Problem statement ▸
In the concert review, what encore did Boris Giltburg play?

Boris Giltburg (Pianist)


B. Giltburg (© Giselle Katz)


What is Music? How do you define it? Music is a calm moonlit night, the rustle of leaves in Summer. Music is the far off peal of bells at dusk!
Sergei Rachmaninoff


My sole ambition as a composer is to hurl my javelin into the infinite space of the future.
Franz Liszt


How unfair to pair 100 minutes of a pianist, no matter how deft, with a previous hour roaming through the Frick Collection miracle. A mere two floors above the Stephen A. Schwarzman Concert Hall, one salivates over the most ravishing paintings.


Lots of Rembrandts, Vermeer’s famous Officer and Laughing Girl, the seascapes of Turner, plenty of Holbeins, Franz Hals’ jolly obese Dutch‑men and women. And as a dog‑lover, Drouais’ Chevalier’s Children with their Dog.


All the illustrious paintings cheek by jowl in the endless rooms of a Gilded Age tycoon! How can music compete with that?


Actually, the Russian-born Israeli pianist Boris Giltburg made us forget the Frick’s paintings at times–at times. For he is unquestionably a virtuoso of the first order. Not a single Presto of the Rachmaninoff Preludes eluded him. No volcanic measures of Chopin’s Ballade, nor the fugue of the Liszt Sonata was above his grasp.


Add to this the soft-spoken personal introductions by the pianist, fine acoustics and a reverently silent audience of the Schwarzman Auditorium. All of it merging to overcome the lousy news and the lousier weather.


That didn’t quite happen. Mr. Giltburg was sporadic in the Rachmaninoff. Those Ten Preludes from the Russian Romantic never quite hung together, and the pianist was irregular in the performance.


This was an admirably “natural” performance, though one needs more than that. The first Prelude was a fine‑textured performance. But nowhere was the nuance of mystery. The next Maestoso was given a martial push, yet one rarely heard so pointed measure.


That 5th Prelude is rightly famed for its march, and Mr. Giltburg offered a step‑by‑step little march procession. The other Preludes were magnificently fingered and pedaled. Yet the emotions, from elegant to fiery, became well‑set varied jewels. They glittered, bounced and at times, in the 9th Presto were worthy of great admiration.


Never mawkish or sentimental, worthy of great respect rather than reverence.



Drouais’ Chevalier’s Children Dressed as Savoyards with their Dog
(© Courtesy of Frick Collection)



Boris Giltburg is especially famed for his Rachmaninoff, but the High Romantics are very prominent in his programs. Thus the second half opened with the Chopin Fourth Ballade. This time, I expected–and was satisfied–with a well‑organized painting of an explosive work. That was the result. Hardly clinical, yet somehow literal, objective.


Giltburg’s grand finale–oh, hell, anybody’s grand finale–was of course the Liszt Sonata. It is played frequently in New York (the last time was in October). Yet with the right virtuoso it becomes more and more wonderful, inscrutable, an exemplar of both inspiration and quantum cosmology.


Mr. Giltburg set the stage for this Colossus by sitting still for, what seemed like, two minutes. And then came those octave G’s which transfigured themselves like an insoluble puzzle.


The entire work was played with transparency, with care, without even a nuance of mania. Yet if one thought it was too proper, this writer is utterly moved by all pianists capable of is challenges.


On the subway, I met a persnickety concertgoer, who sneered, when I told how moved. Still, Mr. Giltburg played with poignant care, with the ineluctable changes, and with an artist’s deference rather than demonization.


An encore of Schumann’s Arabesque was pretty enough. But the Liszt keyboard behemoth needed no further piano. Outside, the weather was slushy, misty, rainy, snowy. Yet thoughts of Boris Giltburg’s Liszt created an aural aureole over 70th Street. And that was sufficient.

Provided information ▸
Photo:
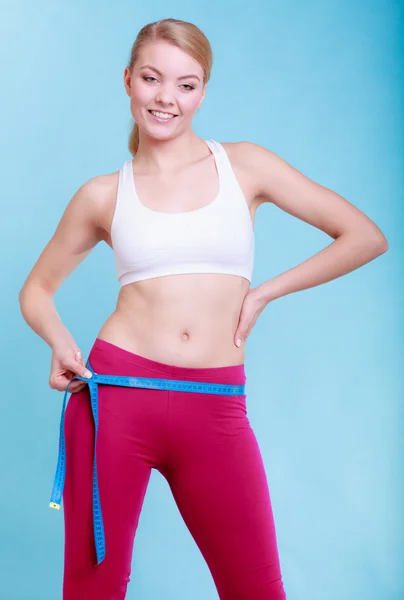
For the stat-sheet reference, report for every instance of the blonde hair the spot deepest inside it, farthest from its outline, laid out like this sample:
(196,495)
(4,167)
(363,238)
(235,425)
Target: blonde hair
(186,36)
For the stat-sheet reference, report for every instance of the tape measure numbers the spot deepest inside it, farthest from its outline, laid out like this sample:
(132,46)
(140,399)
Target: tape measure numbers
(139,382)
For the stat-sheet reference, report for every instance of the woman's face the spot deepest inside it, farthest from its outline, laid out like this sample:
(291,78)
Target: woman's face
(166,79)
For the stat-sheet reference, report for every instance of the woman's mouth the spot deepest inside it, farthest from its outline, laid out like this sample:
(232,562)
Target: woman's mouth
(161,117)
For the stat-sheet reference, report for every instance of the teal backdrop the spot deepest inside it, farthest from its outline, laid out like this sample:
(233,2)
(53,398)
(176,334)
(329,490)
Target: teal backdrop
(320,84)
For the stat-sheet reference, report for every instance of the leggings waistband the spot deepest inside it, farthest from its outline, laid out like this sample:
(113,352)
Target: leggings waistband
(235,373)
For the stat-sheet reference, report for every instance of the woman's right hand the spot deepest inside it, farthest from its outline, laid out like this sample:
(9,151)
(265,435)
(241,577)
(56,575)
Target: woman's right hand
(67,363)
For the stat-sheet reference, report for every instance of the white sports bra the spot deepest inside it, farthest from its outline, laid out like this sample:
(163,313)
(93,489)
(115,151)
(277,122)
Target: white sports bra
(217,238)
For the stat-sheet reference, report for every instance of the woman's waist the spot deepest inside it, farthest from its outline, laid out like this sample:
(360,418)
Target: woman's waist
(179,342)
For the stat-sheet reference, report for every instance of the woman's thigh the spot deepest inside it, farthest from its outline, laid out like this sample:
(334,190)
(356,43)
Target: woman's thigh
(219,483)
(129,444)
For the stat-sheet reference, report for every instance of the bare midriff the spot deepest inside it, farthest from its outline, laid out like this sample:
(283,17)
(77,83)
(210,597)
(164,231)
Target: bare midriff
(187,320)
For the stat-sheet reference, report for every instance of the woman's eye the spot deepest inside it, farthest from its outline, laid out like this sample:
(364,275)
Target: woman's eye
(186,85)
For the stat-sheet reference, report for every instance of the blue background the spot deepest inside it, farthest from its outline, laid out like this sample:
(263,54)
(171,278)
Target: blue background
(319,83)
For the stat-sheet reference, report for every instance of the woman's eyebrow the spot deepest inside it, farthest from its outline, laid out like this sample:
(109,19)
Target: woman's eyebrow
(161,74)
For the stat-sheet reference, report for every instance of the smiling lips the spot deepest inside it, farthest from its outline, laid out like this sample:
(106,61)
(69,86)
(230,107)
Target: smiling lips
(162,116)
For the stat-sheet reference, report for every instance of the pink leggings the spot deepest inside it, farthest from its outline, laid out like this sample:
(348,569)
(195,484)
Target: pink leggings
(204,446)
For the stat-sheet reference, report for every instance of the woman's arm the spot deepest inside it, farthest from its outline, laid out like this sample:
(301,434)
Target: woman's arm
(77,233)
(358,240)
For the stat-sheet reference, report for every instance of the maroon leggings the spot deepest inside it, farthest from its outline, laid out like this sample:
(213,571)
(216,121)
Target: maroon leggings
(204,446)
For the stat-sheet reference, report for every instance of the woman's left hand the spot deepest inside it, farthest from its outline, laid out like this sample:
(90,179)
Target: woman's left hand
(253,305)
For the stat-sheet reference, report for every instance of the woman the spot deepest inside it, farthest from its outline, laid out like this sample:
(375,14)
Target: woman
(179,218)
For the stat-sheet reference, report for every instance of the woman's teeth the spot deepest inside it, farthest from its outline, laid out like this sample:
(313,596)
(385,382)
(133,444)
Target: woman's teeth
(160,115)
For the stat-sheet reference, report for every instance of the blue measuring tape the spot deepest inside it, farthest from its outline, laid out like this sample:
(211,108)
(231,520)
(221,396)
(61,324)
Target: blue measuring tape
(140,382)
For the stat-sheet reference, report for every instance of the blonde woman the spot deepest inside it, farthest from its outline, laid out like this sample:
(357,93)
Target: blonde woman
(163,386)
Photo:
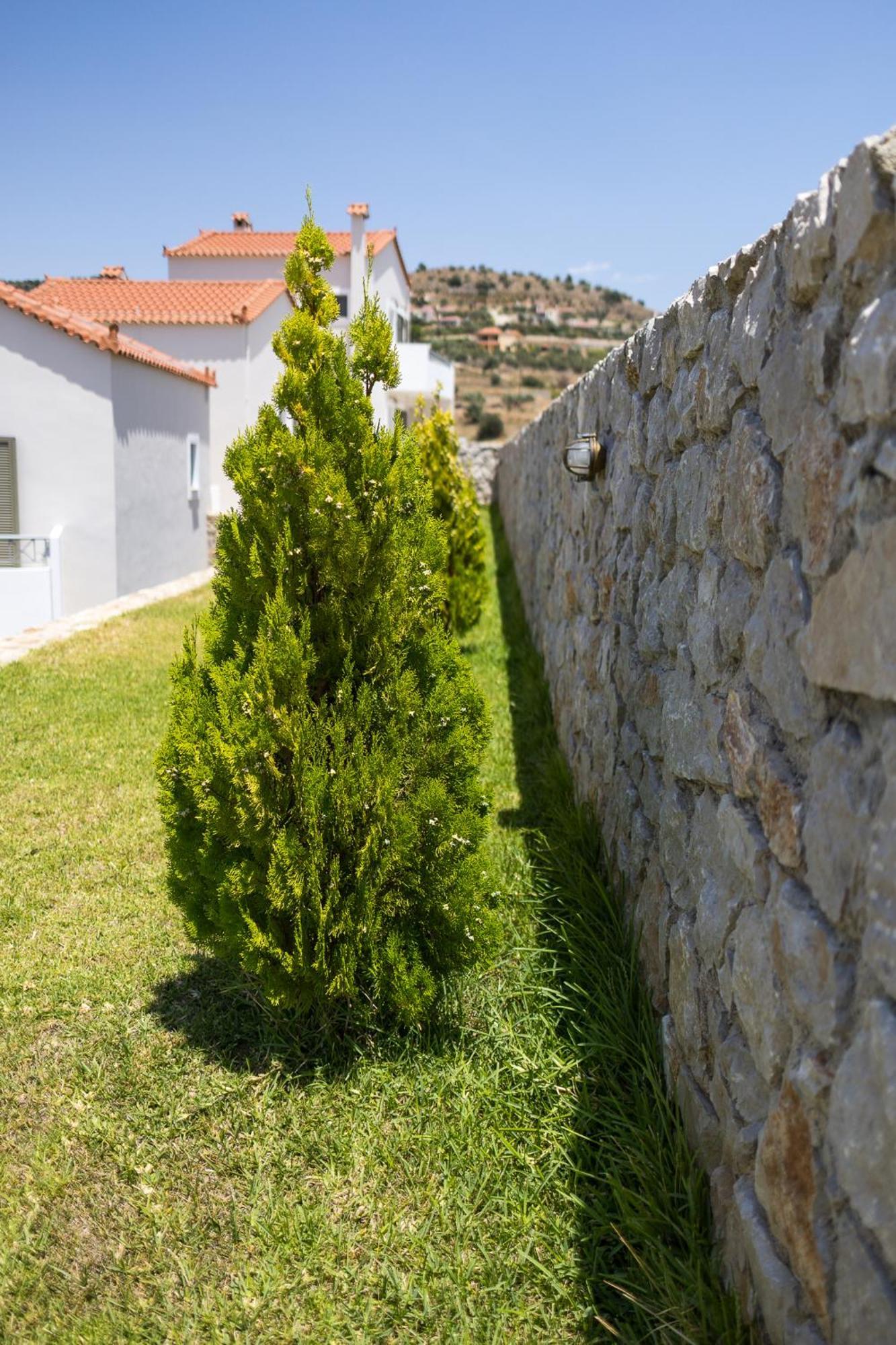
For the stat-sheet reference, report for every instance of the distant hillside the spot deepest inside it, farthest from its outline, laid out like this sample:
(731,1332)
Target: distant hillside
(544,336)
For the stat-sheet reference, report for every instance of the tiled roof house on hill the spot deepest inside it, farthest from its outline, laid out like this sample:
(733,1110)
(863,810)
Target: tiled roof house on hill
(104,462)
(224,325)
(244,252)
(101,435)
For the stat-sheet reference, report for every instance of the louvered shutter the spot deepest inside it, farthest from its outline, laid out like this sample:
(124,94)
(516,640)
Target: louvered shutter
(9,501)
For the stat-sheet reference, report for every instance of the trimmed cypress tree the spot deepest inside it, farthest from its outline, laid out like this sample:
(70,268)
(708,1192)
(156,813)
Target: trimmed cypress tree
(454,502)
(319,775)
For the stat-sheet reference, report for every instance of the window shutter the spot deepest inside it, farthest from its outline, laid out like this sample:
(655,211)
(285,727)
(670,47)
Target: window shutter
(9,501)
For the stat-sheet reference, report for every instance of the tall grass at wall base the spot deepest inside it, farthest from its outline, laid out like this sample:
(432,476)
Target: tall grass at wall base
(643,1206)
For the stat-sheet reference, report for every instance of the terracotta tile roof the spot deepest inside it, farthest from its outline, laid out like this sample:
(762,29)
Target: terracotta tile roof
(104,337)
(188,302)
(253,243)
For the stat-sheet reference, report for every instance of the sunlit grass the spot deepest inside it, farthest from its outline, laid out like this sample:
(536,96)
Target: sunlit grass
(178,1165)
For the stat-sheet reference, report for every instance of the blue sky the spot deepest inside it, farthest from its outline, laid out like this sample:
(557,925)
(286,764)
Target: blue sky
(635,145)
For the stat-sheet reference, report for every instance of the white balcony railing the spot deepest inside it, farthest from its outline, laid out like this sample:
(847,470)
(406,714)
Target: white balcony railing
(30,580)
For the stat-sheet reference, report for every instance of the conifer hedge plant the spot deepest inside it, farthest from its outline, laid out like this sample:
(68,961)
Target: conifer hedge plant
(319,775)
(454,502)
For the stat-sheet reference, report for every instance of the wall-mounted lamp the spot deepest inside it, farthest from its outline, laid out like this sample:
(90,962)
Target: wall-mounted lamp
(584,458)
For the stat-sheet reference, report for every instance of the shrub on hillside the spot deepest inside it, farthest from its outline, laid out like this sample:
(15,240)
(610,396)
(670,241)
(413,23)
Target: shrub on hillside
(455,504)
(319,775)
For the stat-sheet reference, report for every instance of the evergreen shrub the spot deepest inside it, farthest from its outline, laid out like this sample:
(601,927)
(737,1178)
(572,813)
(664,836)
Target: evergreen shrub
(319,777)
(454,501)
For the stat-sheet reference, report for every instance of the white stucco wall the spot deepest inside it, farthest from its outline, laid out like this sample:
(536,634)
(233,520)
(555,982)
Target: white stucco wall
(161,527)
(391,284)
(225,268)
(245,368)
(56,401)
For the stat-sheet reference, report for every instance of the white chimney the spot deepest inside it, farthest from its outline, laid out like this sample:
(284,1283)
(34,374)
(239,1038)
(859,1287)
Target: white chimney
(358,213)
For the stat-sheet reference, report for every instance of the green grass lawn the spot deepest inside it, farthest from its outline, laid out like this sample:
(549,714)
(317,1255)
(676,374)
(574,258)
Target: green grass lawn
(177,1165)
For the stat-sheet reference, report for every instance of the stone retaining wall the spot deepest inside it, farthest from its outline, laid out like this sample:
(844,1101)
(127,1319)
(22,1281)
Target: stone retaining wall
(717,618)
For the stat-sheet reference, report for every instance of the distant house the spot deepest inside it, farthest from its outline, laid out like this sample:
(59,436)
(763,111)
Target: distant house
(247,254)
(224,325)
(509,337)
(489,337)
(104,462)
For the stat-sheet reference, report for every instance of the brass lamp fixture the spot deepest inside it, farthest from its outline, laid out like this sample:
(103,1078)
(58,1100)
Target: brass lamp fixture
(584,458)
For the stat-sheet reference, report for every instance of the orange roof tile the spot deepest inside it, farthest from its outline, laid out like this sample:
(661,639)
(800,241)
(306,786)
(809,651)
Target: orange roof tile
(188,302)
(253,243)
(104,337)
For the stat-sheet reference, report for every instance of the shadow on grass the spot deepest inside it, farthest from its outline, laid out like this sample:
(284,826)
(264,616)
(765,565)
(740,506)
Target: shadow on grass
(645,1238)
(220,1012)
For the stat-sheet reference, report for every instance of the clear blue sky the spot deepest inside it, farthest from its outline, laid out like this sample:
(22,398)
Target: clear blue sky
(635,143)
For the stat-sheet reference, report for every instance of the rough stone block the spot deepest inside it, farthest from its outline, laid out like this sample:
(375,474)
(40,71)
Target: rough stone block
(861,1129)
(840,792)
(787,1186)
(755,315)
(772,661)
(676,601)
(737,595)
(814,488)
(879,942)
(775,1286)
(641,517)
(866,388)
(650,358)
(756,996)
(811,965)
(864,1297)
(693,315)
(751,493)
(657,449)
(865,204)
(661,513)
(784,392)
(719,388)
(673,844)
(748,1090)
(681,422)
(690,727)
(850,642)
(685,995)
(809,240)
(702,626)
(698,500)
(780,808)
(698,1116)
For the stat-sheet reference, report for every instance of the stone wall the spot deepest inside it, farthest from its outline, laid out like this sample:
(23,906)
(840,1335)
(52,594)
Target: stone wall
(717,618)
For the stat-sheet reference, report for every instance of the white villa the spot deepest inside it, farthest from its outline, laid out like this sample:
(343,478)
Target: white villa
(221,325)
(245,254)
(104,463)
(119,399)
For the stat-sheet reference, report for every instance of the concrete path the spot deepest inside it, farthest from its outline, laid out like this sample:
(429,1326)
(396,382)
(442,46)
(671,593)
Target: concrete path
(17,646)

Exercise solution ▸
Schumann's Arabesque